- Problem to work on
In the essay on starting college, change "roommate" to "suitemate" and write out the passage from "Photography by Rhianna" to "my people here.".
═════ Document excerpt ═════
Lexi S.

Photography by Rhianna Womack

If you’re reading this, it’s okay to ask for help.

Going into freshman year of college I didn’t really know anyone besides my roommate, and we had only met once in person. I knew of people from my town, social media, or camp, but no one I truly felt comfortable with. After multiple failed attempts at making friends and branching out, I was mentally left in a bad place. This overwhelming state of anxiety made me wonder if I had chosen the right school for me or if I would ever be able to find my people here.

I felt lost in a sea of very similar people to me. I was comparing myself to others to see why they were so special and I wasn’t. Why did certain people not want to be friends with me or even try to make an effort? How come other people were so good at making conversations and being outgoing during this new adventure in life?

This transition to college hit me pretty hard. My whole life I have had a good support system in my family and friends and didn’t struggle that much socially. My school had over 500 kids just in my grade, so there were always new people to meet and connect with. It is so easy to get lost and feel like you don’t belong at such a large school like Michigan. I often deal with my problems myself out of fear that people just won’t care or be willing to help.

I’ve convinced myself over the years that I am a very independent person who doesn’t need to rely on anyone. I can do things on my own and don’t need to show my emotions at all. Out of fear of people seeing my vulnerability or weaknesses, it’s easier to isolate myself and not have to deal with the rejection of people letting me down. This type of thinking often leaves people never feeling fulfilled in life. If you never take chances or risks, you will be stuck in a constant cycle of averageness. Nothing will change unless you take a leap of faith and learn from your mistakes and failures. 

The idea of being average scared me into realizing that I needed to change. My freshman year definitely was different from most, but I didn’t want that to define me. It was difficult to make friends because people congregated with who they were comfortable with. I knew I had to reach out for help because I had lost all hope that I was ever going to be happy at school.

I began by letting my family and friends know how I was feeling, and I even went to see a therapist. I was a little nervous about doing this because of the stigma around mental health. However, once I started sessions, I saw a complete difference in my feelings and how I was approaching the transition to college. I was putting too much pressure on myself to find my lifelong friends and have straight A’s all in the first few weeks of college. No one transitions this easily, and it’s not expected that you should be able to.

Knowing when to ask for help has become a huge part of my life. Instead of dealing with my problems alone, I have people to turn to who are willing to help. Once I started being more open with myself and others, I realized that many people shared similar anxieties and struggles as me. I tried not to get too overwhelmed with making friends and see who I could connect with and where it went. I’ve learned that everyone has something going on in their life that you don’t know about. You may think you are the only one struggling, but I promise that you are not. It is important to lean on the people who do care about you focus on the good things in life.

If you’re reading this, you are not alone.
═════ Source material ═════
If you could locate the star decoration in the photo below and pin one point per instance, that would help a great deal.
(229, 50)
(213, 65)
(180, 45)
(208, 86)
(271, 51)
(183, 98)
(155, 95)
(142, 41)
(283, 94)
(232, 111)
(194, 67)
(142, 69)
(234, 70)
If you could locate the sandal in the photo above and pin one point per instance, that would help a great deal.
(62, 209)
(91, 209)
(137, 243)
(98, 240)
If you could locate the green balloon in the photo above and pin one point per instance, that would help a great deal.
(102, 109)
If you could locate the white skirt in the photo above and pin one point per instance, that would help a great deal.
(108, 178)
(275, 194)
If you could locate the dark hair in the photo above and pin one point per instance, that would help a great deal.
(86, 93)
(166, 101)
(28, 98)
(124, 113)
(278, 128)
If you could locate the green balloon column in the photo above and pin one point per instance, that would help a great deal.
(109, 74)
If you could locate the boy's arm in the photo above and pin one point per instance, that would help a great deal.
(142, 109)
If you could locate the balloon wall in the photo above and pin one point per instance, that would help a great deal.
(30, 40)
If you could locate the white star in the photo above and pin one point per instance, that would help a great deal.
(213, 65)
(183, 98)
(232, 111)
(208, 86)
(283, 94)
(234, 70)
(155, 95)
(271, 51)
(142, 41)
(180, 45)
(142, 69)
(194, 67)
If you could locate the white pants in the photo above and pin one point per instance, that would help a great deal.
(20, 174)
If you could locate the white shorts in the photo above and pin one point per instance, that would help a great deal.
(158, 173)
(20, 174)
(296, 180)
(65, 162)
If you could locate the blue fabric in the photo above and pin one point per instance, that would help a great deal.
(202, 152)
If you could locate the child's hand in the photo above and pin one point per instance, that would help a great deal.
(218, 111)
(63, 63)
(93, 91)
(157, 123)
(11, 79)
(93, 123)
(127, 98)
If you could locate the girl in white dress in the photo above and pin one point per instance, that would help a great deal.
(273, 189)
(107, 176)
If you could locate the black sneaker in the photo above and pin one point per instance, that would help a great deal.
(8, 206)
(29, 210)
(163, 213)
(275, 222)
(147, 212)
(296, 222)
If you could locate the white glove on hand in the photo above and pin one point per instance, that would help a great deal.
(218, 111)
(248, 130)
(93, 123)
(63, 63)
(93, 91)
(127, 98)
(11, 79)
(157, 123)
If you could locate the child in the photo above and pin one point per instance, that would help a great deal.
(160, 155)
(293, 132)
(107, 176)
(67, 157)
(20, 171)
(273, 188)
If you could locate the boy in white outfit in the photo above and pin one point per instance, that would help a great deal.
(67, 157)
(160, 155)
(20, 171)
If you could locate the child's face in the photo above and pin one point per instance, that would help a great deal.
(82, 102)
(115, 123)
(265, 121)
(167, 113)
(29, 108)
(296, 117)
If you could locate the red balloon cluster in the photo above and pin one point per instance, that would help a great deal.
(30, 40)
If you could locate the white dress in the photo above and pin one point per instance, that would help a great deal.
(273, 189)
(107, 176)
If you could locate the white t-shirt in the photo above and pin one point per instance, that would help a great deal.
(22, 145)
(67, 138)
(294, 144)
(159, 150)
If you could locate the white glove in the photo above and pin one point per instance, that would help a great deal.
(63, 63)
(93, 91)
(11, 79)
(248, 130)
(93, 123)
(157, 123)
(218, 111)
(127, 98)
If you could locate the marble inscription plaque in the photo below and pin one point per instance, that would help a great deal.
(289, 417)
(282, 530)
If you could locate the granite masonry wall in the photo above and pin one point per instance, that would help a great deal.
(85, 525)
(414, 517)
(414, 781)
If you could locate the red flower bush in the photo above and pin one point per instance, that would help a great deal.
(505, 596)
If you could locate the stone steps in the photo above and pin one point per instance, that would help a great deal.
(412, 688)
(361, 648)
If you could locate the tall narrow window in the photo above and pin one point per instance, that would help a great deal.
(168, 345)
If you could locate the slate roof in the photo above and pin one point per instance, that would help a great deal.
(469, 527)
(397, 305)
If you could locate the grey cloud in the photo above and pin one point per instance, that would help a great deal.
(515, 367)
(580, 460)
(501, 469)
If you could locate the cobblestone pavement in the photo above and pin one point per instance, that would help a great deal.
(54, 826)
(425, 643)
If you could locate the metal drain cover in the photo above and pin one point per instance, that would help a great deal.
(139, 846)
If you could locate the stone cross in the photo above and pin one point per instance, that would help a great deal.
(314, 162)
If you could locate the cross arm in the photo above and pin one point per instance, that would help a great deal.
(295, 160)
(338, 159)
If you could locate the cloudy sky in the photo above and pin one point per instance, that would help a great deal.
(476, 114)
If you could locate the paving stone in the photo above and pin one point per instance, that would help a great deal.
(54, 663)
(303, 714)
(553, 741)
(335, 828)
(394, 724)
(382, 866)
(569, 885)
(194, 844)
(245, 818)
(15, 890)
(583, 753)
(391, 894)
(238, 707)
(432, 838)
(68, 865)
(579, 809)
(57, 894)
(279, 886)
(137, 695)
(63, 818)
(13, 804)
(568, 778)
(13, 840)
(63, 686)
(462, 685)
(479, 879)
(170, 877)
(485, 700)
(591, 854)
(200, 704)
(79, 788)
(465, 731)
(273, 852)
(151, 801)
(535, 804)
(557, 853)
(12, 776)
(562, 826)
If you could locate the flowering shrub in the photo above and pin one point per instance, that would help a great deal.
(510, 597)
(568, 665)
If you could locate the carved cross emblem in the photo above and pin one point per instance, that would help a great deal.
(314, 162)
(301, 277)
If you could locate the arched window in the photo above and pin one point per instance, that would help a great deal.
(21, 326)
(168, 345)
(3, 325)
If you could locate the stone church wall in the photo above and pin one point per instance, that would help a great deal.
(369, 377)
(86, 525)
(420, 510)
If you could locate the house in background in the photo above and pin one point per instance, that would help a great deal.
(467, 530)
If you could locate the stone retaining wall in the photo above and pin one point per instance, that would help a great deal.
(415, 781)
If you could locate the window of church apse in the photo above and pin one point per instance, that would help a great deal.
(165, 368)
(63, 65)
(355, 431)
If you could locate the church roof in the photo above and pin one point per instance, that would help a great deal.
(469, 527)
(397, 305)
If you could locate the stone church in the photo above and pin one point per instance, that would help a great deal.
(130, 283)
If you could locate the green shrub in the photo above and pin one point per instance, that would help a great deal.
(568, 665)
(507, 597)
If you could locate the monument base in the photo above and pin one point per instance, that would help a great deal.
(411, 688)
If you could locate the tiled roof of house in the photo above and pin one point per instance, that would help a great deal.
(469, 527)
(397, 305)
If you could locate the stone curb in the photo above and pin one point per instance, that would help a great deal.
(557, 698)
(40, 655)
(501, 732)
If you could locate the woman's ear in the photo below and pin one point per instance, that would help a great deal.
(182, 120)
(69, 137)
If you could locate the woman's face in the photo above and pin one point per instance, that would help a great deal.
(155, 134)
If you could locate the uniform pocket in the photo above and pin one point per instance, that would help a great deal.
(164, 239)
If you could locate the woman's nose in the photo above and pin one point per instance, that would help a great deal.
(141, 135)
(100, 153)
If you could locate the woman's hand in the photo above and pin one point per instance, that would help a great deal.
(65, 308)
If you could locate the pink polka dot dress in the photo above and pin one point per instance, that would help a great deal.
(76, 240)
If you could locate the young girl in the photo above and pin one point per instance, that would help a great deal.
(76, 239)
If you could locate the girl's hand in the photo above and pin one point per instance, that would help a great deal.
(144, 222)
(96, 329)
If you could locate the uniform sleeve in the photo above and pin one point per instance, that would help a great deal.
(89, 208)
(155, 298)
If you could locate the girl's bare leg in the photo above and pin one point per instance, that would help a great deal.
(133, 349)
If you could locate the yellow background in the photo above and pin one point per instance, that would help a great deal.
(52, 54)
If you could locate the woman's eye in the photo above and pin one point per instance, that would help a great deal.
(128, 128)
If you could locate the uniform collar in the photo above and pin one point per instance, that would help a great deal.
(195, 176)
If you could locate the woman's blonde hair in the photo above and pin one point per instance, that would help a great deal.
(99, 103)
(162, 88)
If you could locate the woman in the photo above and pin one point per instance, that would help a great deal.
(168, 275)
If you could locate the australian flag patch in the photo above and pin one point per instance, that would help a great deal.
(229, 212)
═════
- Result
Photography by Rhianna Womack

If you’re reading this, it’s okay to ask for help.

Going into freshman year of college I didn’t really know anyone besides my suitemate, and we had only met once in person. I knew of people from my town, social media, or camp, but no one I truly felt comfortable with. After multiple failed attempts at making friends and branching out, I was mentally left in a bad place. This overwhelming state of anxiety made me wonder if I had chosen the right school for me or if I would ever be able to find my people here.